The number of Pennsylvanians who have come to rely on phone and video appointments surged after the pandemic made in-person visits potentially dangerous. And many health-care providers and insurance companies quickly embraced telehealth as a necessary way of getting patients needed care.

But the state is one of only seven that does not have any law requiring private insurers to reimburse for telehealth, resulting in a patchwork system of care. Access to telehealth depends on someone’s insurance company or their specific insurance plan. Even if a patient has coverage, in some cases medical providers don’t provide telehealth because they have to determine eligibility for each of their patients, an onerous process resulting in uneven care.
All of that leaves Pennsylvania patients — especially those who need remote care the most, such as people in rural areas — confused, frustrated, and, at times, without services they need.

“Pennsylvania is definitely a little bit of an anomaly in that,” said Kathy Hsu Wibberly, director of the Mid-Atlantic Telehealth Resource Center. “And strangely enough, there are so many states that have moved to creating laws and Pennsylvania has struggled.”

For the last five years, Sen. Elder Vogel (R., Beaver) has been trying to pass legislation that would allow the state to oversee health providers practicing remote medicine and explicitly require insurers to reimburse for it. But each year, the measure has failed.

In 2016, it never came out of committee. In 2018, it passed the Senate but died in the House. Last year, the bill passed both chambers, but Gov. Tom Wolf vetoed it after Rep. Kathy Rapp (R., Warren), who chairs the House Health Committee, amended it to prohibit providers from prescribing abortion-inducing medicine via telehealth.

Because there is no law mandating telemedicine in Pennsylvania, there’s nothing barring providers from practicing it, but insurers are not required to cover it. In other states, laws provide parity between in-person and remote health-care services.

Instead, insurance companies decide what kinds of telehealth appointments are covered based on their own policies and the agreements they may work out with health-care networks or individual doctors.

The process can be onerous for health-care providers that aren’t part of a broader network, Wibberly said, because each patient’s coverage may be different.
“What happens now in Pennsylvania is a patient will call the office and ask if they can have a telehealth visit and a provider will say no because they don’t want to have to go through all the checks on this particular insurer, and sometimes it’s not even the insurer, it’s plan by plan.”

This can result in providers declining telehealth services even when a patient’s insurance covers them. Gibson, who receives coverage through a private insurer under the Medicare program, recently called the company to set up a telehealth appointment after she felt a cold coming on.

“Being that I have the beginning of COPD, I need to nip that as soon as it happens,” she said.

The first doctor she connected with over the phone refused to treat her.

“They told me they can’t talk to me about anything like that, that’s not what telehealth is for,” she said.

A second doctor wouldn’t prescribe her medicine over the phone.

The next day, a call with a third doctor finally resulted in a prescription.

No guarantees

While a vital tool, telehealth has its limitations, according to patient advocates, especially for people with disabilities or those who lack access to technology.

“Telehealth in many ways has been helpful in getting additional attention on medical needs, but it’s not a catchall, it’s not a panacea,” said Patrick Keenan, the director of consumer protections and policy for the Pennsylvania Health Access Network.

Still, patients and providers across Pennsylvania have come to rely on telehealth to access care they otherwise wouldn’t be able to — despite the lack of clear regulation.

Maria and Peter Welsh, a couple from Allentown, tried driving their son Robert two hours to his specialist appointments after he suffered a traumatic brain injury while driving home for Thanksgiving last year. But Robert’s injury made the changing light and the movement of the car intolerable, and the pandemic made leaving the house risky for Peter and Maria, who are in their 80s. Robert now sees his doctor every few weeks via video call.

**What the task asks**: Copy the text of the telehealth article between "Maria and Peter" and "via video call.", inclusive, word for word. The records aren't needed for this.

Pointing data for regions:
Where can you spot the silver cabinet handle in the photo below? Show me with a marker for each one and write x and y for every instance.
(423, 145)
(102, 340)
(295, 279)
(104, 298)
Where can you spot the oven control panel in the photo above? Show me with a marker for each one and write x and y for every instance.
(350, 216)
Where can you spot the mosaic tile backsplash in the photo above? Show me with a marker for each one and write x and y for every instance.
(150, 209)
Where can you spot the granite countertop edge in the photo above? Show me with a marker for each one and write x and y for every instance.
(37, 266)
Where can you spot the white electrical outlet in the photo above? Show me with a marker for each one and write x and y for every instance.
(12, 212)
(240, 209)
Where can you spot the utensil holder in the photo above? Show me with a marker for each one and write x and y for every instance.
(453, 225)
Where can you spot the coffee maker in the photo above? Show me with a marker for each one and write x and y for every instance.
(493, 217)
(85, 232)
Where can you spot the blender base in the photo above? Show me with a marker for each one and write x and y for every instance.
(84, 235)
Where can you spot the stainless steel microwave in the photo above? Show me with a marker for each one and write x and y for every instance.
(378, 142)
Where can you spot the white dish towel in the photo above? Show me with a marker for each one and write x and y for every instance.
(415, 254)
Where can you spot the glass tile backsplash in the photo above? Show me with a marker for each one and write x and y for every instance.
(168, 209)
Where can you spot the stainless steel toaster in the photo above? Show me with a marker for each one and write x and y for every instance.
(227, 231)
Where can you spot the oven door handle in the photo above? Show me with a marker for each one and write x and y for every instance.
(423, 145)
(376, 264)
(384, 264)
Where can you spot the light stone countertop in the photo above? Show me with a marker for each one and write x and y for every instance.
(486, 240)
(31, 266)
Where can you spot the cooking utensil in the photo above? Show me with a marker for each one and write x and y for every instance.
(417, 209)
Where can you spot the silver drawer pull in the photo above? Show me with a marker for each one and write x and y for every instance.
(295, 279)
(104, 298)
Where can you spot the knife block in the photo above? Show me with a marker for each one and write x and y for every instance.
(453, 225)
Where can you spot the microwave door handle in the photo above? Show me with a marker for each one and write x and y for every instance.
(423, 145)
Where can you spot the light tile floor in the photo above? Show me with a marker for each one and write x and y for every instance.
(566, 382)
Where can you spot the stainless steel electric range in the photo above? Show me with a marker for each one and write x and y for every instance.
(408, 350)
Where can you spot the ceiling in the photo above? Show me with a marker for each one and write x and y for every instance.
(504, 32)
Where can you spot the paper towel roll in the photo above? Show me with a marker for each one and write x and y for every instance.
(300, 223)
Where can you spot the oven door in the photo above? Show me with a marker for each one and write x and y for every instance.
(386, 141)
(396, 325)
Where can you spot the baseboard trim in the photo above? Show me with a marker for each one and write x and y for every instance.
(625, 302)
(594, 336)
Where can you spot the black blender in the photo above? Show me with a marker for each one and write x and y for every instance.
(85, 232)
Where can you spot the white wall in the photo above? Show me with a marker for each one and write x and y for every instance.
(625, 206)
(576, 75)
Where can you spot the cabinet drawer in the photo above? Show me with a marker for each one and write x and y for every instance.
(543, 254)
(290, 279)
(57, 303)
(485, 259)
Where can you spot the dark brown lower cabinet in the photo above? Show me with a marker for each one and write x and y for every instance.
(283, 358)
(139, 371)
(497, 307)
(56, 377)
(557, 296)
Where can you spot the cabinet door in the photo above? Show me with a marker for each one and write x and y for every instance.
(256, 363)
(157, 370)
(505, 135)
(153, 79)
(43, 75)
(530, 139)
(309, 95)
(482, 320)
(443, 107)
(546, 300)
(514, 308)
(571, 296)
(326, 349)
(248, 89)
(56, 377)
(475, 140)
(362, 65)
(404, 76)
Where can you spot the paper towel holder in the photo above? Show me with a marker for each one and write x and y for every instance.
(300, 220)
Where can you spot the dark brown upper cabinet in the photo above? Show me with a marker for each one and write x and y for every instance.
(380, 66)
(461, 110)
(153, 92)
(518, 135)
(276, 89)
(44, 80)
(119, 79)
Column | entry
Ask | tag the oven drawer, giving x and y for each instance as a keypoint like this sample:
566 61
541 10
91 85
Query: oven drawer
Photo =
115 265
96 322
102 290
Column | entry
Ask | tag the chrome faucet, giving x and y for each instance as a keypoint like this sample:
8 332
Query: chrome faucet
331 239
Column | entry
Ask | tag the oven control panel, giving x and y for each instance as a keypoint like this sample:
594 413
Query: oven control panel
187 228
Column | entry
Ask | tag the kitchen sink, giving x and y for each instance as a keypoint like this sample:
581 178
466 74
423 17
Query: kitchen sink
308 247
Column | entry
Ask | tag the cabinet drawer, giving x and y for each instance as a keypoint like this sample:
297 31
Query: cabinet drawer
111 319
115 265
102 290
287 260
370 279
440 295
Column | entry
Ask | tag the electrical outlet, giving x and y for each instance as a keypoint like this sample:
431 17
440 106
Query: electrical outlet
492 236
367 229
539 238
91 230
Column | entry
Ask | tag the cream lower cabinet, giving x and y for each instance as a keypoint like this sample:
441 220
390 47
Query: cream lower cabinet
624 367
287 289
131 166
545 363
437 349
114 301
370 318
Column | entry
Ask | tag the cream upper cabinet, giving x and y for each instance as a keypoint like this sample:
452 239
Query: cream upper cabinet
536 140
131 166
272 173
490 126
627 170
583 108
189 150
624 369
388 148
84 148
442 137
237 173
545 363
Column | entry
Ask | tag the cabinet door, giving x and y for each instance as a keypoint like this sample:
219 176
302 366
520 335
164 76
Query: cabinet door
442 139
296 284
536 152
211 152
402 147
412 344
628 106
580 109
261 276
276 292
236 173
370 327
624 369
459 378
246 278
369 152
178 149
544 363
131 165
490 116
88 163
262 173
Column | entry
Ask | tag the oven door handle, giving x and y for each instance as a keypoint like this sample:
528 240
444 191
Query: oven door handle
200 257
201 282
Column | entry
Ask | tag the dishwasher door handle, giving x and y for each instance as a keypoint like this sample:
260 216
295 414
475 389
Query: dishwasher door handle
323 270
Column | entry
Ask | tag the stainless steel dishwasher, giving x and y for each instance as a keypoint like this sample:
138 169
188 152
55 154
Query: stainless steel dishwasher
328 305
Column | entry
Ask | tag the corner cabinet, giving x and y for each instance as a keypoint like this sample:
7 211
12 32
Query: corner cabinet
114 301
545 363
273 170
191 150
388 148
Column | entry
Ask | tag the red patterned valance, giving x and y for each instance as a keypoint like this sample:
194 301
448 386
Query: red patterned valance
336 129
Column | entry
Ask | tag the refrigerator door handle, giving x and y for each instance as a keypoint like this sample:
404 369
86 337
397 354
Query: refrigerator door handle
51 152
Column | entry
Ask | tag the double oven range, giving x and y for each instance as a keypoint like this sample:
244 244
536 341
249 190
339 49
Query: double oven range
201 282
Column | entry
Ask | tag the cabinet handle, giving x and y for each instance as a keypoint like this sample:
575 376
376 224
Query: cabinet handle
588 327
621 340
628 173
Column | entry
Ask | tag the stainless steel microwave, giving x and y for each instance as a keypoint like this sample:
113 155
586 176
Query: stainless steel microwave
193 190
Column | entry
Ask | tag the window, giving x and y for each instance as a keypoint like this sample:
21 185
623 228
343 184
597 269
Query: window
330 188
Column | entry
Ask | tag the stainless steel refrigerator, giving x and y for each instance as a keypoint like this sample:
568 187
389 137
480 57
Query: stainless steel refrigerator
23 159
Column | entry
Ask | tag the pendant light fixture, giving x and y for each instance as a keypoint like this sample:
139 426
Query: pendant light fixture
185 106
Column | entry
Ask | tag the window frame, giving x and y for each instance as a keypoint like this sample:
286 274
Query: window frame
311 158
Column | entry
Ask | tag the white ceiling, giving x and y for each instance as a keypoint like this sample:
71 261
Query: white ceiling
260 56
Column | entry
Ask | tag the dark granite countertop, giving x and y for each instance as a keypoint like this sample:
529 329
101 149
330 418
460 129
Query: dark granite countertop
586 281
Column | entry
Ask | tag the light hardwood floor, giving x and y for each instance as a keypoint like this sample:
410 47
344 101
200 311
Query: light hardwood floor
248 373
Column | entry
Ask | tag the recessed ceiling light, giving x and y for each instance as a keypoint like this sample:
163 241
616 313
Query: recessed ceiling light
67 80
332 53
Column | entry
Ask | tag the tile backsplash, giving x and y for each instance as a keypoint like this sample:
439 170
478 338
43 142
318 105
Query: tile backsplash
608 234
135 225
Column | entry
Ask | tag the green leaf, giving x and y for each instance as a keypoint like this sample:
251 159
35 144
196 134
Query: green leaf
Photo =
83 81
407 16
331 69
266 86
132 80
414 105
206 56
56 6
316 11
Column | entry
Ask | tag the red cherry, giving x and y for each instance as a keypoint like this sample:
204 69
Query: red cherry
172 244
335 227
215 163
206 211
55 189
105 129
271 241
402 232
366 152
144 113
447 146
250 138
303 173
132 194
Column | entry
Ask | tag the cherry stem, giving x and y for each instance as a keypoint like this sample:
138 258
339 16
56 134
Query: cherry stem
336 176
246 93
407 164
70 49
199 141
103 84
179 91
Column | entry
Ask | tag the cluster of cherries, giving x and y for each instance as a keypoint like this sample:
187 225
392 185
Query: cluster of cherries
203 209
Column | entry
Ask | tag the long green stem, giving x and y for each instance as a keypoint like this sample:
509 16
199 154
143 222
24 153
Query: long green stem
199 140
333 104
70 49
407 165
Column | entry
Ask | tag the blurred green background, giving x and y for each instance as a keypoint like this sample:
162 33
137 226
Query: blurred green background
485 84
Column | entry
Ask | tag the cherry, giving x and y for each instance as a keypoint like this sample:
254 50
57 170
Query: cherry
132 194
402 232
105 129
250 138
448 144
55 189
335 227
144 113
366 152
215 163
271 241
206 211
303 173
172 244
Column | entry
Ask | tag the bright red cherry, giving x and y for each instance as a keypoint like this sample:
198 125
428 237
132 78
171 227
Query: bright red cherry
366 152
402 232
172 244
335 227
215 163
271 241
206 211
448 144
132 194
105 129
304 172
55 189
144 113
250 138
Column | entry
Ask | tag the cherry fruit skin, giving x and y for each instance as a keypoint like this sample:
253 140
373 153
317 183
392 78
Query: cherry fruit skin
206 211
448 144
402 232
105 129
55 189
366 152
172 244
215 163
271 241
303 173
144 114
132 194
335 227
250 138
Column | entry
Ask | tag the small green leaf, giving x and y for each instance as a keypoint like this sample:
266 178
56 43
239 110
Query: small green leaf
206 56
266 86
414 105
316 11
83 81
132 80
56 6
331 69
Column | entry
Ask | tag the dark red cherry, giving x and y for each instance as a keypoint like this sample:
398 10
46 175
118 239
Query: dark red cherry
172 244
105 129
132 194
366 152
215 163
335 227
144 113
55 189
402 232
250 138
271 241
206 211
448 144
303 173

**Answer space**:
Maria and Peter Welsh, a couple from Allentown, tried driving their son Robert two hours to his specialist appointments after he suffered a traumatic brain injury while driving home for Thanksgiving last year. But Robert’s injury made the changing light and the movement of the car intolerable, and the pandemic made leaving the house risky for Peter and Maria, who are in their 80s. Robert now sees his doctor every few weeks via video call.